* Start Information supplied *

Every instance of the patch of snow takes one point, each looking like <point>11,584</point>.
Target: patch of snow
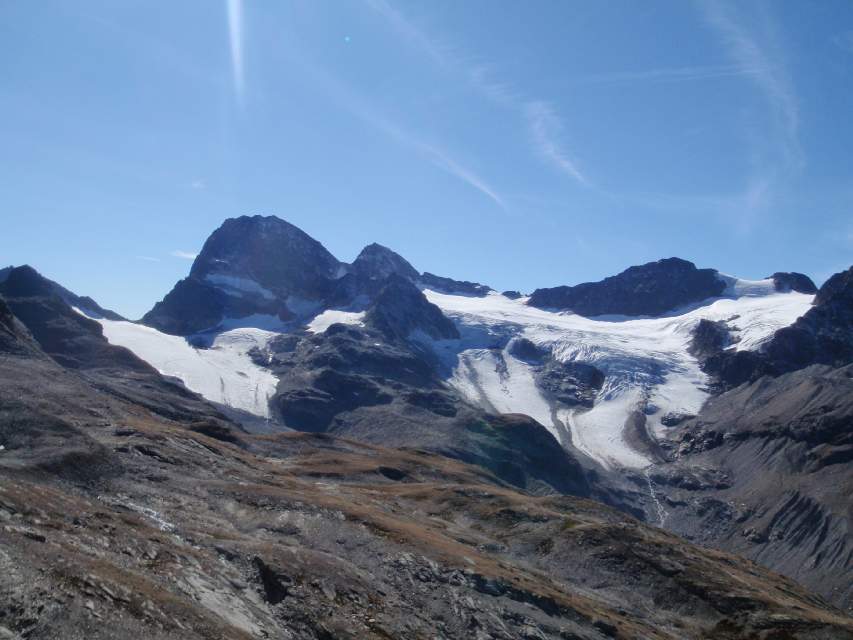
<point>223,373</point>
<point>326,319</point>
<point>239,286</point>
<point>254,321</point>
<point>738,287</point>
<point>645,360</point>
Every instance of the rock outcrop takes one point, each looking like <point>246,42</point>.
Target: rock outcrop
<point>646,290</point>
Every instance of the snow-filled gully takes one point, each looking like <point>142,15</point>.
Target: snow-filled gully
<point>645,360</point>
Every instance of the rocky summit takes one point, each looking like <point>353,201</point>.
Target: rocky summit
<point>292,446</point>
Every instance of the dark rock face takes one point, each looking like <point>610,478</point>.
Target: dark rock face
<point>26,281</point>
<point>785,448</point>
<point>191,306</point>
<point>448,285</point>
<point>650,289</point>
<point>709,338</point>
<point>793,281</point>
<point>400,309</point>
<point>48,328</point>
<point>14,336</point>
<point>264,265</point>
<point>570,383</point>
<point>823,335</point>
<point>270,252</point>
<point>377,263</point>
<point>249,265</point>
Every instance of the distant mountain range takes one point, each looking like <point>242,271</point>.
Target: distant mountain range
<point>711,406</point>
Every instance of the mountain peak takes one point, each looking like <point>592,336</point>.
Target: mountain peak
<point>267,250</point>
<point>643,290</point>
<point>377,262</point>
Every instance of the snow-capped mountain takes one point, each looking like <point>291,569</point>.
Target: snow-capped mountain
<point>650,378</point>
<point>645,391</point>
<point>605,385</point>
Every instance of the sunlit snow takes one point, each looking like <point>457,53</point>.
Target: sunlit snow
<point>645,360</point>
<point>222,373</point>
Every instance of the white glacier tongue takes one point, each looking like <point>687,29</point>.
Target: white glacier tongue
<point>645,361</point>
<point>223,373</point>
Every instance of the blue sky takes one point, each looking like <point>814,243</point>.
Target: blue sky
<point>520,144</point>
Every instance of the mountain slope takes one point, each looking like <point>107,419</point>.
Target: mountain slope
<point>119,523</point>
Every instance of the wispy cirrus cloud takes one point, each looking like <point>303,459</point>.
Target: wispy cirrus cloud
<point>545,129</point>
<point>184,255</point>
<point>543,123</point>
<point>669,74</point>
<point>435,153</point>
<point>752,42</point>
<point>235,38</point>
<point>757,49</point>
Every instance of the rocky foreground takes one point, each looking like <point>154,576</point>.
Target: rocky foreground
<point>120,519</point>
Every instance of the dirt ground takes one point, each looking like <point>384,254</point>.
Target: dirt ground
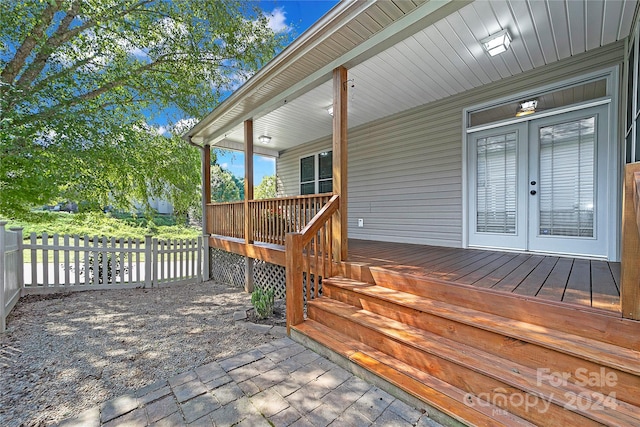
<point>68,352</point>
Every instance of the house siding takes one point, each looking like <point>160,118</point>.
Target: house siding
<point>405,171</point>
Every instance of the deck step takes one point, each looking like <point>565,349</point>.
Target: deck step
<point>587,322</point>
<point>603,353</point>
<point>477,371</point>
<point>439,394</point>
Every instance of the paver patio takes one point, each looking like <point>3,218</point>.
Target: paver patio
<point>281,383</point>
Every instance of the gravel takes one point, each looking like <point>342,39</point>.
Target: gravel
<point>65,353</point>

* End Information supplied *

Required work: Extract the part of the listing that opens with the line containing "Every instance of the blue" and closes with the line containing "<point>119,523</point>", reproducing those lines word for word.

Full output:
Every instance of the blue sky takes one point, each looking like <point>814,243</point>.
Target: blue sky
<point>520,144</point>
Every instance of the mountain slope takes one point, each looking like <point>107,419</point>.
Target: mountain slope
<point>119,523</point>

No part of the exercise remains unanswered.